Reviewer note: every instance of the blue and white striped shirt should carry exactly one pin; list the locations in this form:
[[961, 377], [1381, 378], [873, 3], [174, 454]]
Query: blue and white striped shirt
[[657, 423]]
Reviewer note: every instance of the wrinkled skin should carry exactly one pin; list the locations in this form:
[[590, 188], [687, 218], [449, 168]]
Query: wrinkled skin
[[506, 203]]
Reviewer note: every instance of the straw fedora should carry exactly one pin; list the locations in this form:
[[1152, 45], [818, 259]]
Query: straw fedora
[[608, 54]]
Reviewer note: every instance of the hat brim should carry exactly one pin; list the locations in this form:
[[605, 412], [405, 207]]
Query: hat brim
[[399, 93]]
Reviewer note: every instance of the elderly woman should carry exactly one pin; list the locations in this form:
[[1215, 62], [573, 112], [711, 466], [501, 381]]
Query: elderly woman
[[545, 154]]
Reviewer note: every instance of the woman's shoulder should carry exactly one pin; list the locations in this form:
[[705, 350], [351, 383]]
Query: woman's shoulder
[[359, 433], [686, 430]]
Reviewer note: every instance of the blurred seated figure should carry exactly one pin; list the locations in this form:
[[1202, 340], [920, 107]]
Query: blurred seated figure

- Requirements
Rewrite the material from the line containing "Reviewer note: every instance of the straw" through the line containing "[[608, 54]]", both ends included, and give nothing else. Leave the requests unchanged, but multiply each point coordinate in the answers by 1.6 and round to whole numbers, with halves rounded up.

- Output below
Reviewer note: every instance of the straw fedora should carry exactly one pin; list the locations in this form:
[[1152, 45], [818, 259]]
Query: straw fedora
[[973, 86]]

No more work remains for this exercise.